No trecho sobre NFTs e o metaverso, de que marca é o carro personalizado por um artista e depois transformado em edição limitada no mundo real?

_Trecho selecionado_:
━━━━━━━━━━━━━━━━━━━━━━━━━━━━━━
Enquanto isso não acontece não há como negar que já exista um mercado de aquisições de bens virtuais, as tais das NFTs. Alguns ainda viram o olho para elas, mas em ativações de marcas em Austin pudemos observar que essas NFTs tanto tem sido pontos de partida para a criação de produtos reais, como um carro da Porsche que foi personalizado por um artista e depois transformado em edição limitada no mundo real ou como na produção de tecidos, estampas e peças de roupas do mundo virtual direto para impressoras 3D que as tornam reais. Mas também vemos como as NFTs tem desempenhado um papel na construção da palavra da vez, as comunidades, criando grupos de detentores de determinada NFT, como se fosse o seu cartão de um private club. Ativações de marcas específicas para quem investiu naquela aquisição e até possibilidade de ser um pequenos sócio de algo como pessoas que compram NFTs de seriados e com isso ajudam (ou seria investem?) para a realização de novas temporadas, podendo inclusive fazer participações como figurantes.
Joana Nolasco inclusive em um dos seus brilhantes e divertidos resumos dos eventos que participou ao longo do Festival abordou o fato do quanto a Gen Z e os Alphas já estão integrados a esse que ela chamou de 3º espaço. Ao serem literalmente enfiados em um ambiente 100% digital ao longo da pandemia, hoje esse ambiente é um local de conexão para essas pessoas, que não é nem a escola nem a casa, portanto o tal do 3º espaço, como costumava ser o encontro no shopping pra minha geração. Ela inclusive conta que um palestrante foi a uma sessão de cinema com seu avatar em um desses mundos virtuais e se deu conta que era o único assistindo ao filme, que os demais avatares estavam todos no lobby do cinema batendo papo e se conectando.
Podemos dizer então que embora o metaverso ainda não esteja 100% pronto ele já gera o sentimento de comunidade e promove interação entre os seus usuários além de um comércio próprio que talvez esteja se comunicando de maneira até mais efetiva com os seus consumidores, de uma forma muito mais engajada e menos transacional.
━━━━━━━━━━━━━━━━━━━━━━━━━━━━━━
_Material de estudo_:
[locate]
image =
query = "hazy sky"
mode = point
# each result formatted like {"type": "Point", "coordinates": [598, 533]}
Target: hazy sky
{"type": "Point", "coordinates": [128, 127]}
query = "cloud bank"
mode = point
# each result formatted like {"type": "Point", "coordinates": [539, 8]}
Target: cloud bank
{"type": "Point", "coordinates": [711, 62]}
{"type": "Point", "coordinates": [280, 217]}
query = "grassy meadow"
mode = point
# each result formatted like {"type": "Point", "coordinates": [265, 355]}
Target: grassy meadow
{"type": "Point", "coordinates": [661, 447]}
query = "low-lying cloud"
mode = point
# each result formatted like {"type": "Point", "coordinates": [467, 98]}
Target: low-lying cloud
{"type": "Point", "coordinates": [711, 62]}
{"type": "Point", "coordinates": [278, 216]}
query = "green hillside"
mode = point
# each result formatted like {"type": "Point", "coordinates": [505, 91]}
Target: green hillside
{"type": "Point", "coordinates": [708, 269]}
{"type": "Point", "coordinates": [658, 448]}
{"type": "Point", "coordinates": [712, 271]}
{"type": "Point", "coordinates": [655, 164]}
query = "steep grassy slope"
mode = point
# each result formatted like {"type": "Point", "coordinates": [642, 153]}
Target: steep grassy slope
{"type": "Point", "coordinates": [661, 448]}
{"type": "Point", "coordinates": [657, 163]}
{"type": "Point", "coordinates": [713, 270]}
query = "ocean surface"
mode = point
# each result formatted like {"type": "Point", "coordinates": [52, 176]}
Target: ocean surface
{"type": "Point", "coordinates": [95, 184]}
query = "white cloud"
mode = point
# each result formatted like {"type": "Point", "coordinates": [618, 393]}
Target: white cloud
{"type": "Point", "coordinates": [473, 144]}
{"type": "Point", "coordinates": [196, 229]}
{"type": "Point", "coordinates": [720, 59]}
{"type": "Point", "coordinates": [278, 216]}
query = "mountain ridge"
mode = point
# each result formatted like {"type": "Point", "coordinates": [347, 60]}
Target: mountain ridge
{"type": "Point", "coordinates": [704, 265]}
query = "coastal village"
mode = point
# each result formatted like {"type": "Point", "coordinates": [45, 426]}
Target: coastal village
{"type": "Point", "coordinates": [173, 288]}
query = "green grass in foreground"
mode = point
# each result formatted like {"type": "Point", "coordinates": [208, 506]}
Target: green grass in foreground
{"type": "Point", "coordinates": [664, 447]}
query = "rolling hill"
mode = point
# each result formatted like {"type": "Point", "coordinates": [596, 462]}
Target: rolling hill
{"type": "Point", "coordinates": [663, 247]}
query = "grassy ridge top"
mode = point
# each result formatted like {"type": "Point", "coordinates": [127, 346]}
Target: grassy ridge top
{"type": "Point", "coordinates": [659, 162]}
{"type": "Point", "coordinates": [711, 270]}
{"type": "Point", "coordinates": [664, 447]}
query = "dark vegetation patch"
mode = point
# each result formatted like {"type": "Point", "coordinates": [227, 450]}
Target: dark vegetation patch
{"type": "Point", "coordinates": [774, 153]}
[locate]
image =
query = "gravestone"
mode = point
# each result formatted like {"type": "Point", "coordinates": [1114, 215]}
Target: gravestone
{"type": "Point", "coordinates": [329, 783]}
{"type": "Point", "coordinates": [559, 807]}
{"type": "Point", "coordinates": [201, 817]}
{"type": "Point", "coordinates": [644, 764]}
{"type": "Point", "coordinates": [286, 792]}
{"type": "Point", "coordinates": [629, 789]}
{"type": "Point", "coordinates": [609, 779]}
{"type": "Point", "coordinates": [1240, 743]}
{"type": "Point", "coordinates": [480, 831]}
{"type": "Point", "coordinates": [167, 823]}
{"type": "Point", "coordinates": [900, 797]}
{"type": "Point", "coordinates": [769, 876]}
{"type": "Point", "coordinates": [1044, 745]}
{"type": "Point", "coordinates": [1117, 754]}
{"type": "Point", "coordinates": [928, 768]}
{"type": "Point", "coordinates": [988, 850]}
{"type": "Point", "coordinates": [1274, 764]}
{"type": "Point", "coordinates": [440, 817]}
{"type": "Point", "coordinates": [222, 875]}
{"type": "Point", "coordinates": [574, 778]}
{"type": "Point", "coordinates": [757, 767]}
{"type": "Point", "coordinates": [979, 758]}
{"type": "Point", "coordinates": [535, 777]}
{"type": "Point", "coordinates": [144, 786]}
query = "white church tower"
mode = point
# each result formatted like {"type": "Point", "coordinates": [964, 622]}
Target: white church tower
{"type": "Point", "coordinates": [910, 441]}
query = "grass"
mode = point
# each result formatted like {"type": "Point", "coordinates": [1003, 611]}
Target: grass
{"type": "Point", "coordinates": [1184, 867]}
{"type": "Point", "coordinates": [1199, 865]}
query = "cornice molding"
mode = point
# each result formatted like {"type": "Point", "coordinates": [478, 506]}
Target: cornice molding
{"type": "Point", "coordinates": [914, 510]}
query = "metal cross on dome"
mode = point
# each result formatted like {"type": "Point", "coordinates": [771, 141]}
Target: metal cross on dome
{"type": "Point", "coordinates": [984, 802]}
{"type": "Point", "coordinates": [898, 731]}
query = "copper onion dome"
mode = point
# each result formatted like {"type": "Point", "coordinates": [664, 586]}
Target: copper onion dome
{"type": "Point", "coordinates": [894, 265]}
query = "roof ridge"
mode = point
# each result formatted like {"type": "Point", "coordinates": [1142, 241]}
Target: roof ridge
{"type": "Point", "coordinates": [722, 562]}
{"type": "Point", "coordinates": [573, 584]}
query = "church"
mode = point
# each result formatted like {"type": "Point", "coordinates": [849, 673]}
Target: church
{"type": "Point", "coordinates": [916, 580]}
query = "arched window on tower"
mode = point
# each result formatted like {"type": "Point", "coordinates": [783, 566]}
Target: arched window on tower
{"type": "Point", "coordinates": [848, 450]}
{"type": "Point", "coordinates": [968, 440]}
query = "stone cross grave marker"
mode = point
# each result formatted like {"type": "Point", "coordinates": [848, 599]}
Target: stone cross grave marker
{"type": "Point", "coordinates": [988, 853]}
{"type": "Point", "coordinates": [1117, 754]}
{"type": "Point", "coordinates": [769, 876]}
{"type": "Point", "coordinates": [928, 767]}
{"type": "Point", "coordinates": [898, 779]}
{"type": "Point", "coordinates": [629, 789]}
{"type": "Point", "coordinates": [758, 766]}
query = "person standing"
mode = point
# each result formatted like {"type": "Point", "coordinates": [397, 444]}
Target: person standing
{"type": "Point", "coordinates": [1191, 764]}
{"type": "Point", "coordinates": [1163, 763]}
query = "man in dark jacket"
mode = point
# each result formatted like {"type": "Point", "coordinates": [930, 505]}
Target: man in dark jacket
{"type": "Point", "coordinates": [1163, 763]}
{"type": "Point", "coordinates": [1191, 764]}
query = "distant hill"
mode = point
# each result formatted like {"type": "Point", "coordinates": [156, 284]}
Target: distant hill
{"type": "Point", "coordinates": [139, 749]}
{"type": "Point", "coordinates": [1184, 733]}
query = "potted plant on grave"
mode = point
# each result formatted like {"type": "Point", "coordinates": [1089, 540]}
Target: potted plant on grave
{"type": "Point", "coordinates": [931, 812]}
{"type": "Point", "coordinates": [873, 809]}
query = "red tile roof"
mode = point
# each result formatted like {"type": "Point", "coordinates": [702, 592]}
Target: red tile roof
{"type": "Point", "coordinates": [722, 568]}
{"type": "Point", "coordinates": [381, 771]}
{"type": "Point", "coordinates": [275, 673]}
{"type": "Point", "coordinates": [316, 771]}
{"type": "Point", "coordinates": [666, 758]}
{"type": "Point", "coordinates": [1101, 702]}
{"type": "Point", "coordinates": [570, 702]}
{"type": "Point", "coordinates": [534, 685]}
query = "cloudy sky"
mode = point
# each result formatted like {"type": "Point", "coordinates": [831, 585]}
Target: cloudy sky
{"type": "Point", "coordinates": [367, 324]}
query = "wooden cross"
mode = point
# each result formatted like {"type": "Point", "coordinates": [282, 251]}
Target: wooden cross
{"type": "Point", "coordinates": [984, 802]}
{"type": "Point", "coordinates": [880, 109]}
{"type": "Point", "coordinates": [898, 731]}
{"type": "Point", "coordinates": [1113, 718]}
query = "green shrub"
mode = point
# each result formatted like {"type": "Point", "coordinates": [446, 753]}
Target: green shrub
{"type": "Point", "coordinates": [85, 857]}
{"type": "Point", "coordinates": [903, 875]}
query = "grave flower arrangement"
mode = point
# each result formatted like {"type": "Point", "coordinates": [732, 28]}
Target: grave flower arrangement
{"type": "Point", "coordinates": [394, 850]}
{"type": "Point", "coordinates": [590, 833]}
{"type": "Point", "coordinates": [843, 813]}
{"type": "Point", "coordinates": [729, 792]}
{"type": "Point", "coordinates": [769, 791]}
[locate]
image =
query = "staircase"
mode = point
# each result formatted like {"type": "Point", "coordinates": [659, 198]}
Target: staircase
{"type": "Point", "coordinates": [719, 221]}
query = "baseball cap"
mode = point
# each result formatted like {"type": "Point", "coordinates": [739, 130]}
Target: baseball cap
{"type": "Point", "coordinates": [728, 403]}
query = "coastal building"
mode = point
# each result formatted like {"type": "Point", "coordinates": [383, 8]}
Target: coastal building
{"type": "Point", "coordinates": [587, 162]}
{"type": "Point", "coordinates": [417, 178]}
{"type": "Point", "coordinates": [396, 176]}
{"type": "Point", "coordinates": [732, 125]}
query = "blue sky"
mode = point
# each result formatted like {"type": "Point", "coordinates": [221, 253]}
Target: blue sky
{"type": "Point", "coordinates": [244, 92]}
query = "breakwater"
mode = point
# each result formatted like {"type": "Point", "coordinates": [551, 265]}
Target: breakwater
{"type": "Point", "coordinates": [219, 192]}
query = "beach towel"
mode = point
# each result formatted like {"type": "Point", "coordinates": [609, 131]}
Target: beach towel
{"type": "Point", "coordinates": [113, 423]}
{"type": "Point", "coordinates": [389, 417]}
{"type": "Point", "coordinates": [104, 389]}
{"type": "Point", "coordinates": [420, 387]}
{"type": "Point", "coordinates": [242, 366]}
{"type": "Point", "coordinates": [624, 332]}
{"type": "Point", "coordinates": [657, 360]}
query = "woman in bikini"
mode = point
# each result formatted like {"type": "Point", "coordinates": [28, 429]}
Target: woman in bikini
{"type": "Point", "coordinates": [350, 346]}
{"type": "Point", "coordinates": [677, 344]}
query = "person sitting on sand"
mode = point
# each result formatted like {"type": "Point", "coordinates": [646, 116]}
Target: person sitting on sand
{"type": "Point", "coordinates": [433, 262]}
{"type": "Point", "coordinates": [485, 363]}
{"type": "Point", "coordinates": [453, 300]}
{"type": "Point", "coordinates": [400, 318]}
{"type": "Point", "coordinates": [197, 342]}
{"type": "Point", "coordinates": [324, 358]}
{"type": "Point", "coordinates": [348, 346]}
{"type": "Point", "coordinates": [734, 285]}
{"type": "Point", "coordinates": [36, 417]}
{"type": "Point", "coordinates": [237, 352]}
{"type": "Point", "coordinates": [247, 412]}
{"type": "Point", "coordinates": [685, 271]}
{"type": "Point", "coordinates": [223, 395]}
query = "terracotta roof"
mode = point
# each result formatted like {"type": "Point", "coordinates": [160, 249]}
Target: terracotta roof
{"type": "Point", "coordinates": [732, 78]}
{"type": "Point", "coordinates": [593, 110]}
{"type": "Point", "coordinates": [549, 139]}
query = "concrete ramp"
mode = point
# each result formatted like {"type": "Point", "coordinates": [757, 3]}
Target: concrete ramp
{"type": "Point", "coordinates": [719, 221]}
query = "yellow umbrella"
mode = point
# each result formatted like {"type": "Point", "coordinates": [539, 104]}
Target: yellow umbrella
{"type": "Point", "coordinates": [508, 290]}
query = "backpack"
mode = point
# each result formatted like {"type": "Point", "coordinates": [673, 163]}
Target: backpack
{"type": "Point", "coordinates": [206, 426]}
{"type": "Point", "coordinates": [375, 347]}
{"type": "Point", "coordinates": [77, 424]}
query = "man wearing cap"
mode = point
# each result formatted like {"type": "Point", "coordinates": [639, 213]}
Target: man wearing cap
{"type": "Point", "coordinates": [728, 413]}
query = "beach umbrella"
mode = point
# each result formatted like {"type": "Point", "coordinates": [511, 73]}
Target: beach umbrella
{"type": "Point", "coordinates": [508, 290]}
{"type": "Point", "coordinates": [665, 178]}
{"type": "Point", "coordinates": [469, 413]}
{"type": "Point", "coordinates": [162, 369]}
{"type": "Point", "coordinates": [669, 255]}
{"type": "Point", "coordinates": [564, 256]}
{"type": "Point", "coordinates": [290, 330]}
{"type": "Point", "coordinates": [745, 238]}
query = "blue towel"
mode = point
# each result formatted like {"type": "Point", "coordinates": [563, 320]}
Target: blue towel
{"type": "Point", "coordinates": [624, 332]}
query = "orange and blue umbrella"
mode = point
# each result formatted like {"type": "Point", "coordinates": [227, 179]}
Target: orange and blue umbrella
━━━━━━━━━━━━━━━━━━━━━━━━━━━━━━
_Resposta abaixo_: Da Porsche.